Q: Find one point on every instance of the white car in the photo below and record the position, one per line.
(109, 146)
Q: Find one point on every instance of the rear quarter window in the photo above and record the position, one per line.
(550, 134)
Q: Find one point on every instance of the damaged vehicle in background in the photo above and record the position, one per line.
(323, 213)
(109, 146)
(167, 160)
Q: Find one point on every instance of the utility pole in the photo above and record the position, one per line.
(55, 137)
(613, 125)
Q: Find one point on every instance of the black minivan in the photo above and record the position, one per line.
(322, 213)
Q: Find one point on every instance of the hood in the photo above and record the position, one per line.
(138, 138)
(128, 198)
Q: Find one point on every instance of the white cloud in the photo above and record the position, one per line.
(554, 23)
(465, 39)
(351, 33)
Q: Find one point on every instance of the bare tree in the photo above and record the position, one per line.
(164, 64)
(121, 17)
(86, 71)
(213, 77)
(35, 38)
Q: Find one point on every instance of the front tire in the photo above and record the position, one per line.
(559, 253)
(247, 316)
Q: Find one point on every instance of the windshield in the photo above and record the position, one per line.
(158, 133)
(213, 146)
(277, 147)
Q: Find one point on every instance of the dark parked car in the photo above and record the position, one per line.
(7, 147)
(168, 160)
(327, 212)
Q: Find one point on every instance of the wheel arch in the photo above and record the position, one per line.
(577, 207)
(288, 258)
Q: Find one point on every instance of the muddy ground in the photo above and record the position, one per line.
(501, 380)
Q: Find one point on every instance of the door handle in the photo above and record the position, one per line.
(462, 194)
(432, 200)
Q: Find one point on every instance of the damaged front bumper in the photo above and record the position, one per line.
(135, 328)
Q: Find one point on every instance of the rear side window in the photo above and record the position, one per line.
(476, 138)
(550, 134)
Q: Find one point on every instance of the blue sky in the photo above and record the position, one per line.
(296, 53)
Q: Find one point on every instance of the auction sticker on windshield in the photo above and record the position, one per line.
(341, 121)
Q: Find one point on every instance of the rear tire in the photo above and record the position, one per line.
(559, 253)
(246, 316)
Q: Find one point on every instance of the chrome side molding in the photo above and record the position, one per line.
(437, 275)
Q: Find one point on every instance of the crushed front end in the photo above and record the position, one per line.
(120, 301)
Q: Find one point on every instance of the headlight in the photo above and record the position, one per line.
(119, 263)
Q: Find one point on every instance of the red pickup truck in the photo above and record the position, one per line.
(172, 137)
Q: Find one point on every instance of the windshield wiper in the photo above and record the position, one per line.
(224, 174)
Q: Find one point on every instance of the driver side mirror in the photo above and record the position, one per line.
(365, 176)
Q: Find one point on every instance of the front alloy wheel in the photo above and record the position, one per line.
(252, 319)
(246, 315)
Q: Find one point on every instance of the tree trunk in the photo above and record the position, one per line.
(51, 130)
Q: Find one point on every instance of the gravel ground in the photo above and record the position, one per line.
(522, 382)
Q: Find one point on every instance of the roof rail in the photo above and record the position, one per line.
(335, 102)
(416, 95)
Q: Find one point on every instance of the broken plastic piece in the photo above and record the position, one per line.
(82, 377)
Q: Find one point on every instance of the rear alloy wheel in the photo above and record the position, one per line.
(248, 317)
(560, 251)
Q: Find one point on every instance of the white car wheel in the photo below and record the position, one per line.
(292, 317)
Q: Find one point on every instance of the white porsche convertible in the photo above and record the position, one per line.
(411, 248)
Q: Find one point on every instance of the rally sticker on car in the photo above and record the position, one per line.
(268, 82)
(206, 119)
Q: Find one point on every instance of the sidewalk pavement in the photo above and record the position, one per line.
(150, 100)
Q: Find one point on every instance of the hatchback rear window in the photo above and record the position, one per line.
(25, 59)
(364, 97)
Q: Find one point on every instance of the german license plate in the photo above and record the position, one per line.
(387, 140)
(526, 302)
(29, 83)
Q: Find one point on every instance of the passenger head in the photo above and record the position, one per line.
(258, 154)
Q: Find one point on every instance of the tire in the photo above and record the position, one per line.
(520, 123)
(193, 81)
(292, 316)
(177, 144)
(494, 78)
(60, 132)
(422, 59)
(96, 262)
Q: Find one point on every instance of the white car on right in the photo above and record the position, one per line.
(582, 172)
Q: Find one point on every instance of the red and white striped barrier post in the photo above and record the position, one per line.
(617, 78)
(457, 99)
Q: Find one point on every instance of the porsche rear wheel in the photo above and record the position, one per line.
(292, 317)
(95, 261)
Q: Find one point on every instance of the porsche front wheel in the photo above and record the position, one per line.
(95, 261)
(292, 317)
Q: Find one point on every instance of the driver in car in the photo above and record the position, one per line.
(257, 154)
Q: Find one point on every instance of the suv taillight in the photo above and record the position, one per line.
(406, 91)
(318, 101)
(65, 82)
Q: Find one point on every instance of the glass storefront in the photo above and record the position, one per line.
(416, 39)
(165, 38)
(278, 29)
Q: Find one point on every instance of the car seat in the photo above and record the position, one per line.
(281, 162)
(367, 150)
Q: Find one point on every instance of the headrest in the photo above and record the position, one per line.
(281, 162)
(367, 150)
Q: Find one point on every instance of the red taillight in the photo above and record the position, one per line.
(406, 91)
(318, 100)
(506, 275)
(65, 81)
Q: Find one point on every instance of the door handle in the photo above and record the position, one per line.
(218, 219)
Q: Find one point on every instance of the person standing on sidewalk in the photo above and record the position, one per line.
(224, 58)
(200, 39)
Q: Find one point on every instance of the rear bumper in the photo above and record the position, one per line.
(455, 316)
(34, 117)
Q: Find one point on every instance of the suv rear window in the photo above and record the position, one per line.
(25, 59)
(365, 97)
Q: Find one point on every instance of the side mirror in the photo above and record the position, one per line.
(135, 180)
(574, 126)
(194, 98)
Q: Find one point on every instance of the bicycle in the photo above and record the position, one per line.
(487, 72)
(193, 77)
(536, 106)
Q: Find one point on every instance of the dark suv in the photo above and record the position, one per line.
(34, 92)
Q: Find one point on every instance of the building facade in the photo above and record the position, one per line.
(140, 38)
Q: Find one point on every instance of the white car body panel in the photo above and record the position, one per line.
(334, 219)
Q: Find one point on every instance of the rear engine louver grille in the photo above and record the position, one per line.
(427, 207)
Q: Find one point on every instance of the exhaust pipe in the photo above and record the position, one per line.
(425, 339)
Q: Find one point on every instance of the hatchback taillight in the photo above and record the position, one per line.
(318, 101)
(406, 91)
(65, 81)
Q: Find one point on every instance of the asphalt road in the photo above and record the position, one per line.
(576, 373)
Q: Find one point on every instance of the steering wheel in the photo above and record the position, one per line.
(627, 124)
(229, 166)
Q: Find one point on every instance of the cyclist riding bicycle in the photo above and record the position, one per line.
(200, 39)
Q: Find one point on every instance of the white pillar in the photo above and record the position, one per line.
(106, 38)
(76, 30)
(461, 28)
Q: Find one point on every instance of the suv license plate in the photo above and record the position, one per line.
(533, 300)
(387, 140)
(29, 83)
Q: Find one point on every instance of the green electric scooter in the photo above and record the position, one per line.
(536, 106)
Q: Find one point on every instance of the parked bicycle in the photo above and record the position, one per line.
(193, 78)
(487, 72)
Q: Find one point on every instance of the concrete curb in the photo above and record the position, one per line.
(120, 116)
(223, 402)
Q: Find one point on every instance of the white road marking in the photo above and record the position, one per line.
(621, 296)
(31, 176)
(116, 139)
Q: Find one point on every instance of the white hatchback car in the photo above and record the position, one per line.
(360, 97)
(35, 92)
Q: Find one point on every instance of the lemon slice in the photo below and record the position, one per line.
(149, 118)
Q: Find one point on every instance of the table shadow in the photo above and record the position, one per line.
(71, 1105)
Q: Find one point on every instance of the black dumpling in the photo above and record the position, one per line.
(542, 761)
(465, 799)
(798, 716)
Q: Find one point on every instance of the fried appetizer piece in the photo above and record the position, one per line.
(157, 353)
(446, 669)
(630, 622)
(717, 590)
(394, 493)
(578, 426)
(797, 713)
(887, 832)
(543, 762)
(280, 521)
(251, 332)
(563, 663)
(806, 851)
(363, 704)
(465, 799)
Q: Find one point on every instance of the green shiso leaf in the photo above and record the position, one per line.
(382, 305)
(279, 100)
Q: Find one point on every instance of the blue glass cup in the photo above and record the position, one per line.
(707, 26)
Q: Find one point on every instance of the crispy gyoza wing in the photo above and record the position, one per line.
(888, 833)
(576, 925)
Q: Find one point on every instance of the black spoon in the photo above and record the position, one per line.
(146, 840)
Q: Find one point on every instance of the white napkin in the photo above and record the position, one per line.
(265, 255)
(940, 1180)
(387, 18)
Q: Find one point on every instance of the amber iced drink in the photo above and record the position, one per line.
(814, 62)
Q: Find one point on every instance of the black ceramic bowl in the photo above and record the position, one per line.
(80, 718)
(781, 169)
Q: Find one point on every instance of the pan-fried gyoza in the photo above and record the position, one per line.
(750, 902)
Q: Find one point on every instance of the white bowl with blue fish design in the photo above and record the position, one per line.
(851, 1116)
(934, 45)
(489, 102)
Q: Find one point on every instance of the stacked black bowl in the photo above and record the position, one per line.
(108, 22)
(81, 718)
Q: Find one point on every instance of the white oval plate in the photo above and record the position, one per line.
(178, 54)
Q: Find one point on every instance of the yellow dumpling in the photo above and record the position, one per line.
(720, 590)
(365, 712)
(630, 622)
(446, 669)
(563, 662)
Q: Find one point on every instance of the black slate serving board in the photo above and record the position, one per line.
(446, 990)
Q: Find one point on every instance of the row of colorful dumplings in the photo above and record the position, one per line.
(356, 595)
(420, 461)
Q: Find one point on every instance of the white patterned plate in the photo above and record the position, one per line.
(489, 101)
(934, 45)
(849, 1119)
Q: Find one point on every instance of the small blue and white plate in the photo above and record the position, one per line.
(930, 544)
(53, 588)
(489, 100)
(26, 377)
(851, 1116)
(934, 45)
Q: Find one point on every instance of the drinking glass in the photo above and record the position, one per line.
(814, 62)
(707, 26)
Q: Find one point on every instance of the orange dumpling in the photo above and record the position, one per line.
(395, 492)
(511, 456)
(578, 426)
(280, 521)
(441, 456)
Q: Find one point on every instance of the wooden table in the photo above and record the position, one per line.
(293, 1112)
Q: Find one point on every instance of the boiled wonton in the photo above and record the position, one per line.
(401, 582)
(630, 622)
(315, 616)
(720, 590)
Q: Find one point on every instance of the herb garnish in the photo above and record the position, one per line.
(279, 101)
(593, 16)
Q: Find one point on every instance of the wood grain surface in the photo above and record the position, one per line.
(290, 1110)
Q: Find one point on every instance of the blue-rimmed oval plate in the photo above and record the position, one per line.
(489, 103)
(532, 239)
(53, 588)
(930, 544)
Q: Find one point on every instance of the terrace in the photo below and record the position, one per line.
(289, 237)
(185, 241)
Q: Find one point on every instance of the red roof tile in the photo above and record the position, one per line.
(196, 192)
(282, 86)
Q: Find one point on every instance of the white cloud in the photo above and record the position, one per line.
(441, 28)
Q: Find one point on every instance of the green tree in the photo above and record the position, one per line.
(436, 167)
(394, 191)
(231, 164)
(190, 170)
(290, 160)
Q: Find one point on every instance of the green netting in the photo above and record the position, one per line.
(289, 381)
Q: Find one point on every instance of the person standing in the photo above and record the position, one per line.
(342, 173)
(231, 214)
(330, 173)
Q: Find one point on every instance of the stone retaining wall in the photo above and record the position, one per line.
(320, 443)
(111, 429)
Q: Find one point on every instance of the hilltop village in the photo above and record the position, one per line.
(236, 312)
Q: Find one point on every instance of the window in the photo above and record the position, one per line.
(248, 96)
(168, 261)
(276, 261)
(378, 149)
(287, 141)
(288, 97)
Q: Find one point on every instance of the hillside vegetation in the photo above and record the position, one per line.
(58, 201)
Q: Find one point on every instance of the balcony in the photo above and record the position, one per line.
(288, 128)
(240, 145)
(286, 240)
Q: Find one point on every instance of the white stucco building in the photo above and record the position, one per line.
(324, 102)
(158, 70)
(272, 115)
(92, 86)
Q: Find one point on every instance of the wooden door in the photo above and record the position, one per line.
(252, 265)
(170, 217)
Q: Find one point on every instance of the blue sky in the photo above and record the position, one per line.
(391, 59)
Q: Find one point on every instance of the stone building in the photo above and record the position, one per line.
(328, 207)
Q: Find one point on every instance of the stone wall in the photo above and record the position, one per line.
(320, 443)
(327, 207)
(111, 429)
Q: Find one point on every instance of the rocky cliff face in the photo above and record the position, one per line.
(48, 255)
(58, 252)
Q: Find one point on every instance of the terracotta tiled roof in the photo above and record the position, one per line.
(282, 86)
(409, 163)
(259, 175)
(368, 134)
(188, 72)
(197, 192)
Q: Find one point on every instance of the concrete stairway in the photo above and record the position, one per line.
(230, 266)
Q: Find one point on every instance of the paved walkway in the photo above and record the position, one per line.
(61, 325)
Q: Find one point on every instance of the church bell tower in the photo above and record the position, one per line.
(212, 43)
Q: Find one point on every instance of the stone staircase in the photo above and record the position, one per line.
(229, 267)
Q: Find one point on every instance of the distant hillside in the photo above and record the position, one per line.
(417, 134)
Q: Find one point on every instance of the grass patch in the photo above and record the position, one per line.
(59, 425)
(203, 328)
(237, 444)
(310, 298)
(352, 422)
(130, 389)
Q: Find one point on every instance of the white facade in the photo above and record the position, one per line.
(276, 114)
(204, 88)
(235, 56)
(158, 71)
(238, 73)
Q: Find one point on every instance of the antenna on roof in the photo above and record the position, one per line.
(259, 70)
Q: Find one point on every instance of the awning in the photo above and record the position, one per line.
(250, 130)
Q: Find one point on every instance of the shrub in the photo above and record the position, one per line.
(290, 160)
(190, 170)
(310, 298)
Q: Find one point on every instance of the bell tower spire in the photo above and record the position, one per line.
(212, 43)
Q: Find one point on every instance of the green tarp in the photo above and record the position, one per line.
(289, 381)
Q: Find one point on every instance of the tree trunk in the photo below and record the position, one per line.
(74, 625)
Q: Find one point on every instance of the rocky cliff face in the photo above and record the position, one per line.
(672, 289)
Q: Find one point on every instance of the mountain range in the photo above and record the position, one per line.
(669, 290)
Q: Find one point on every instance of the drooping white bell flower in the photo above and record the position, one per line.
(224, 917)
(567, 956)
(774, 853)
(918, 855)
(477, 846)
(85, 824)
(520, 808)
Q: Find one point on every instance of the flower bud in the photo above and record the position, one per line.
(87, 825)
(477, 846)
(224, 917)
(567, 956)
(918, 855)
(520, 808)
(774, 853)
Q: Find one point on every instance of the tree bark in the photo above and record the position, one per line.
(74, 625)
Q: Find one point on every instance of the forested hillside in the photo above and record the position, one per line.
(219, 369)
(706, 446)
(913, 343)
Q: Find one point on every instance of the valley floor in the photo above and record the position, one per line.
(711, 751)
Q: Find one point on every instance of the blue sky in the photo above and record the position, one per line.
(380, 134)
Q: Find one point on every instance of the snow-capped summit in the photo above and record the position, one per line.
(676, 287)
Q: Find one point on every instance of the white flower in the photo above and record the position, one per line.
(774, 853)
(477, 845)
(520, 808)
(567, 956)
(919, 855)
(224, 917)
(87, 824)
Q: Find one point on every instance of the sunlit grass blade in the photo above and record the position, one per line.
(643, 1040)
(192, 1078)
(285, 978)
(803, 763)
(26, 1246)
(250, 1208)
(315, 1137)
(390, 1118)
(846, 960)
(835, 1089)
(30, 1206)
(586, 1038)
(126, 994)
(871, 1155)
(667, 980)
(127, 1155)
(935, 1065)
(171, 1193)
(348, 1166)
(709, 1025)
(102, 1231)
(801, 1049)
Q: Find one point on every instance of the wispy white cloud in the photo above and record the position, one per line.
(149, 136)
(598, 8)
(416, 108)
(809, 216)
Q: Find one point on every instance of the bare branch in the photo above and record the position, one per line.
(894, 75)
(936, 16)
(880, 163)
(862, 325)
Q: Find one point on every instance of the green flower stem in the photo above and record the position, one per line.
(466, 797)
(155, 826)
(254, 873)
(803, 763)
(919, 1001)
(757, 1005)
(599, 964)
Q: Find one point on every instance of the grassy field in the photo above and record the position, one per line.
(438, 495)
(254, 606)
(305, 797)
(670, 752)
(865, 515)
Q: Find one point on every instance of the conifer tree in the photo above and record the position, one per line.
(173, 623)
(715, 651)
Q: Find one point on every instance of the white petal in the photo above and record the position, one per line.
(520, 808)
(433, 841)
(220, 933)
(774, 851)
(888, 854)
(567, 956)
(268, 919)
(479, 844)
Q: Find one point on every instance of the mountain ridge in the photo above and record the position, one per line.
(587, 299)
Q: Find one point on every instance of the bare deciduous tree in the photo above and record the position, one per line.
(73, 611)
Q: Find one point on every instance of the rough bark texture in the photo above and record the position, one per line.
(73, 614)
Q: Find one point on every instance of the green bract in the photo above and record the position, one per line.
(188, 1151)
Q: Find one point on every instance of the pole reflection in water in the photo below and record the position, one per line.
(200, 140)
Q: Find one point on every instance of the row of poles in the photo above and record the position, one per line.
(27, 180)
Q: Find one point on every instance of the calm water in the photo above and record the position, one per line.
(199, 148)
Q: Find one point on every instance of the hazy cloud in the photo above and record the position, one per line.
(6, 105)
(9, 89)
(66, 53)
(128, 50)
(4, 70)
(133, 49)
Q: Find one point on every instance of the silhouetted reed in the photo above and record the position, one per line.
■ ■ ■ ■ ■ ■ ■
_Description of the task_
Rewrite only the lines from the one containing "Q: Find one point on every instance of the calm" through the end of the data, requests included, and leave out everything else. Scale every coordinate in the answers by 1.15 and round each result to a whole number, with halves rounded up.

_Problem solution_
Q: Find one point on every instance of the calm water in the photo above and record the position, one per line.
(229, 170)
Q: Find one point on every instance of the hazy cloud in the photo above and record the position, one per line.
(7, 121)
(10, 102)
(76, 61)
(147, 58)
(5, 81)
(153, 56)
Q: Find one point on every instance of the silhouetted reed in the photo above and record the position, one per line.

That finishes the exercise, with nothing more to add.